## The exercise
Rewrite the part of the material that opens with the line containing "Point to the green tree" and closes with the line containing "<point>295,337</point>", putting "cloudy" wherever "overcast" appears and leaving everything else unchanged.
* * * * *
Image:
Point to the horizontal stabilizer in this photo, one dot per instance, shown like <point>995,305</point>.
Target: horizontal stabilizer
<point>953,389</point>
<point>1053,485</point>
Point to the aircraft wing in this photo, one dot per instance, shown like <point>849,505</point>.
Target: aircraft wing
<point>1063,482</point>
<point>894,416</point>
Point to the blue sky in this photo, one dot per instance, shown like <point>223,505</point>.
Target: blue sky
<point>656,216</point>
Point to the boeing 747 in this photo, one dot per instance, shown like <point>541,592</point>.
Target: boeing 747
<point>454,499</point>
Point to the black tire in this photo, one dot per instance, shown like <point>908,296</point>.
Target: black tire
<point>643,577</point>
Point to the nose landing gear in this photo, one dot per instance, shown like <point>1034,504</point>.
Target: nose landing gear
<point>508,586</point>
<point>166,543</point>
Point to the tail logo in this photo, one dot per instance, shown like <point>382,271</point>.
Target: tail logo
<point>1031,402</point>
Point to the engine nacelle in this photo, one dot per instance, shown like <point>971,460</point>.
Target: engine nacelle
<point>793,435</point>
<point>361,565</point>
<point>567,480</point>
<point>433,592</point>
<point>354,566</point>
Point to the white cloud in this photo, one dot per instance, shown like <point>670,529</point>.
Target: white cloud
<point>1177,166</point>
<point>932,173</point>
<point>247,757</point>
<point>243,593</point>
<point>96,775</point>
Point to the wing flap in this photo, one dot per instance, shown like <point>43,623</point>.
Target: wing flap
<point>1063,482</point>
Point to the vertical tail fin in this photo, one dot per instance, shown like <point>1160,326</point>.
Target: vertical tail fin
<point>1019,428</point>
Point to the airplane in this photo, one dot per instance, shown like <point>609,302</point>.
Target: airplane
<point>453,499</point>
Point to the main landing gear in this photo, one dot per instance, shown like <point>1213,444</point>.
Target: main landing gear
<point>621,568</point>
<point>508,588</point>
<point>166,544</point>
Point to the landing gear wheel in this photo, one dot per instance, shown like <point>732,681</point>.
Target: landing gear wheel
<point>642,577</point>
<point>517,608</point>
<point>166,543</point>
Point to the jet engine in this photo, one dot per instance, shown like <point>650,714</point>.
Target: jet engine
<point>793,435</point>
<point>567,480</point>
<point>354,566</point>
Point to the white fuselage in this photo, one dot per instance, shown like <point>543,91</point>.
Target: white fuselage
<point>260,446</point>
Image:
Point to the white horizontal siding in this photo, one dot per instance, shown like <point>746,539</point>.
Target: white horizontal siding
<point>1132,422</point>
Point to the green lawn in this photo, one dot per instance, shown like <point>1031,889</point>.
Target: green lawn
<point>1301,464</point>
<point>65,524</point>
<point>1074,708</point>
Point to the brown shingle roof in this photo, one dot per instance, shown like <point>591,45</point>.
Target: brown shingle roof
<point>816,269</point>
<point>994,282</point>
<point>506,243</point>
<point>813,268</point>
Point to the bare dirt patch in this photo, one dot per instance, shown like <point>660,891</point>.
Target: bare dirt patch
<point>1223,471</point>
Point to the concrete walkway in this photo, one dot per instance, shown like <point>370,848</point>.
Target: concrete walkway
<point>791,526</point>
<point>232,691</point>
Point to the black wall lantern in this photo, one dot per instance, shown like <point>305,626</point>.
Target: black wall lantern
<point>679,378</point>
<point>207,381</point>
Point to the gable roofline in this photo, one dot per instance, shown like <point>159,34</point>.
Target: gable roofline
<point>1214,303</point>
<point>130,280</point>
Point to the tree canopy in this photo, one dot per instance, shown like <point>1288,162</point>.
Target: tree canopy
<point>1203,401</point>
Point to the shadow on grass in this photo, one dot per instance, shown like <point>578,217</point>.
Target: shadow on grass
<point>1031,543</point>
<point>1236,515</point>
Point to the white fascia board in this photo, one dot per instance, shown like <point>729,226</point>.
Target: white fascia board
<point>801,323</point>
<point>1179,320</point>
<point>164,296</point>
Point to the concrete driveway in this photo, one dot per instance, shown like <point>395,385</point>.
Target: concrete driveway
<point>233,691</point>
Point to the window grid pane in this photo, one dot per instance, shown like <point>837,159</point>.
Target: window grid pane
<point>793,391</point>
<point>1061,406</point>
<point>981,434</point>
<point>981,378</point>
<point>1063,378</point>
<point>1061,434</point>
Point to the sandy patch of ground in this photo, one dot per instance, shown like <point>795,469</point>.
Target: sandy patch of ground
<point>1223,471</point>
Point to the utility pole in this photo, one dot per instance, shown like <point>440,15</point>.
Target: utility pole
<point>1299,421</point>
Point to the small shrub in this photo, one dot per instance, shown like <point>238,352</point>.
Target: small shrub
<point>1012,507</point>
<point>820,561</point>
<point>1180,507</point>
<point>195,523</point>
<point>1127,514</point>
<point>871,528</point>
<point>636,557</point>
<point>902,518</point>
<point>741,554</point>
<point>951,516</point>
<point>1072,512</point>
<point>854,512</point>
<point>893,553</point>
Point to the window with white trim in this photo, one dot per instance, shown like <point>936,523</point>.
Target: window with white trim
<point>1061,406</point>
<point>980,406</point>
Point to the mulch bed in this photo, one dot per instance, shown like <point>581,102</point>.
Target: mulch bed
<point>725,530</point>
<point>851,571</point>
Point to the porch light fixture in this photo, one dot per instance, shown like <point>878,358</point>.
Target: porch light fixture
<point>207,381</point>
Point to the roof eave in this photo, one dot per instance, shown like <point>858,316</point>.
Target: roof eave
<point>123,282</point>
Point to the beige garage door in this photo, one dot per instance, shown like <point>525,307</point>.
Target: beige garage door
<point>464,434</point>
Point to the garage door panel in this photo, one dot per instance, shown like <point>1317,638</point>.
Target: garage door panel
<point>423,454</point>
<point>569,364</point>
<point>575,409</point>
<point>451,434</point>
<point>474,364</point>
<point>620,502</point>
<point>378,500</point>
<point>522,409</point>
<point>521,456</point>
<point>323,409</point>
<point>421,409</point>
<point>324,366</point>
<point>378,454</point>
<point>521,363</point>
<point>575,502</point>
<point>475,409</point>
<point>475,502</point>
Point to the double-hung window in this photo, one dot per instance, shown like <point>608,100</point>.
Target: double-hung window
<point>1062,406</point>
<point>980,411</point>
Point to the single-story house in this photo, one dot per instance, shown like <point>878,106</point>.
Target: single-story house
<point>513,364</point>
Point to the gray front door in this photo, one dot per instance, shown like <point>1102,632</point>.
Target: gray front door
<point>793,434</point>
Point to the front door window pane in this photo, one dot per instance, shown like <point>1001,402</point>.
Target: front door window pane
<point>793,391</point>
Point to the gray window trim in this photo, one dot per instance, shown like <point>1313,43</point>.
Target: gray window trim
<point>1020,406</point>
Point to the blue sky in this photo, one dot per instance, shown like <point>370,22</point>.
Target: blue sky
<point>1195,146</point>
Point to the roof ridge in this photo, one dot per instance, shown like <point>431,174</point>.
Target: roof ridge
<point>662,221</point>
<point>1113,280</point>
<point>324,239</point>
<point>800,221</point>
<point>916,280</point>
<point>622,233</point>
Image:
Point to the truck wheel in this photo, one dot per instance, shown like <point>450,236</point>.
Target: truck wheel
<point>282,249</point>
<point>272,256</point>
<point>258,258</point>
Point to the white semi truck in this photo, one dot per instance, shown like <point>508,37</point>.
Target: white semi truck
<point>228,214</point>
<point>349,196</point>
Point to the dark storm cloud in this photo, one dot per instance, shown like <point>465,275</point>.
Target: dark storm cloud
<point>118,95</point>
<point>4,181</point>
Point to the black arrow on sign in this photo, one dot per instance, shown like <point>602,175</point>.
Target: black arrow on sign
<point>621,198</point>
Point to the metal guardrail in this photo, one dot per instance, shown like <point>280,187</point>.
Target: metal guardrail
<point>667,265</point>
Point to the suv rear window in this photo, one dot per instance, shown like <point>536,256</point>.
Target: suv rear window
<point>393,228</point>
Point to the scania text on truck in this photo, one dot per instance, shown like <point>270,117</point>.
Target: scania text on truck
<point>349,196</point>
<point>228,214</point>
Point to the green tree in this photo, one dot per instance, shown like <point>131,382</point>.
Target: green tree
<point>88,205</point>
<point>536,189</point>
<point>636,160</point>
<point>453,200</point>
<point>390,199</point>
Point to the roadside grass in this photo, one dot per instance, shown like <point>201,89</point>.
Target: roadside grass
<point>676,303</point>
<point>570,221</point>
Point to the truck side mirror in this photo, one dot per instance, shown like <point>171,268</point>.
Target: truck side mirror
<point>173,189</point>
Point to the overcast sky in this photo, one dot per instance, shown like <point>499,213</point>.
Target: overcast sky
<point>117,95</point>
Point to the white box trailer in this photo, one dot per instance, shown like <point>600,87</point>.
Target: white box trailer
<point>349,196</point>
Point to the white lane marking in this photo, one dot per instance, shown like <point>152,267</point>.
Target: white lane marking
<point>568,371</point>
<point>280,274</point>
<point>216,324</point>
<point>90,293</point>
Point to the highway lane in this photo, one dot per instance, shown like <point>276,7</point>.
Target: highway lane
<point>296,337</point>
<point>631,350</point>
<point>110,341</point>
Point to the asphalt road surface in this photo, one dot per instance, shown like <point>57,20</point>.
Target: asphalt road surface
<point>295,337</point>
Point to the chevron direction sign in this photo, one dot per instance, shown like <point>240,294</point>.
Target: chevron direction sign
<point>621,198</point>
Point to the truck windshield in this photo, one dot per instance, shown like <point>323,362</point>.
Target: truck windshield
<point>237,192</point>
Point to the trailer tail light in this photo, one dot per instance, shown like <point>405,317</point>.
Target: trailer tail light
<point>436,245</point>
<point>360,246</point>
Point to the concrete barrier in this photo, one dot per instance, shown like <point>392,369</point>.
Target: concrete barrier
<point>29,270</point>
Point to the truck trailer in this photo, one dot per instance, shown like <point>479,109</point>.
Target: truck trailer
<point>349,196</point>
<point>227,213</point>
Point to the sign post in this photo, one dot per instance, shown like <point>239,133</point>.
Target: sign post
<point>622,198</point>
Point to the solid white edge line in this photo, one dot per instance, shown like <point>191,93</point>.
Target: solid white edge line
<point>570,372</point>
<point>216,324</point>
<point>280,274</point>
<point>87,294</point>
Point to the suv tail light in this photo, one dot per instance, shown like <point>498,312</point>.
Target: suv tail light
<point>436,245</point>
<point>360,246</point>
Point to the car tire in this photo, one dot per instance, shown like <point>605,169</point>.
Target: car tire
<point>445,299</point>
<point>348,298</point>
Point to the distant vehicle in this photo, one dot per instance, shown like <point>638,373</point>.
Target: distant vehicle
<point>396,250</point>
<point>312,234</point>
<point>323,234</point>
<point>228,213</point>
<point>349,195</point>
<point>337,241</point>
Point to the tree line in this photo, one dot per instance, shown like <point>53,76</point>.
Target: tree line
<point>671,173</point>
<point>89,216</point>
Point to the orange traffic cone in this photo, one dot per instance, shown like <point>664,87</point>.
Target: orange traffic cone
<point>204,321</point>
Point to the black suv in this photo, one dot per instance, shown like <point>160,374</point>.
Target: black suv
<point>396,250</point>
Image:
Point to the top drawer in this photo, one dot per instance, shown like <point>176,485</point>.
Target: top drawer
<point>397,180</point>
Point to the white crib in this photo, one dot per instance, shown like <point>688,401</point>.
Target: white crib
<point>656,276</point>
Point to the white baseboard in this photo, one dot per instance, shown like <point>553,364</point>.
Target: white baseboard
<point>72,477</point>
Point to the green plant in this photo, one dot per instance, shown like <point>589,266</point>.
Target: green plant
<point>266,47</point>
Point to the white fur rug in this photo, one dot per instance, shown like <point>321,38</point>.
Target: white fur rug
* * * * *
## Solution to the exercise
Point to the green tree in this photo, one dot per instance, shown like <point>131,382</point>.
Target: green tree
<point>88,205</point>
<point>536,189</point>
<point>636,160</point>
<point>453,200</point>
<point>390,199</point>
Point to the roadside grass in this photo, one dot per instance, shown like <point>201,89</point>.
Target: roadside grass
<point>676,303</point>
<point>570,221</point>
Point to the truck side mirror in this photo, one dot per instance, shown like <point>171,268</point>.
Target: truck side mirror
<point>173,189</point>
Point to the cloudy sky in this photo, one dot per instance, shown like <point>499,213</point>.
Target: cloudy sky
<point>117,95</point>
Point to the white box trailer in this photo, one dot per instance, shown like <point>600,87</point>.
Target: white box trailer
<point>349,196</point>
Point to the white lane marking in this photo, one dot per instance, shown like <point>152,267</point>.
Target: white lane marking
<point>568,371</point>
<point>280,274</point>
<point>216,324</point>
<point>90,293</point>
Point to the highway lane in this photo, one dot per instance, shown like <point>276,7</point>.
Target: highway lane
<point>296,337</point>
<point>631,350</point>
<point>110,341</point>
Point to the asphalt road surface in this photo, one dot per instance, shown like <point>57,20</point>.
Target: asphalt road surface
<point>295,337</point>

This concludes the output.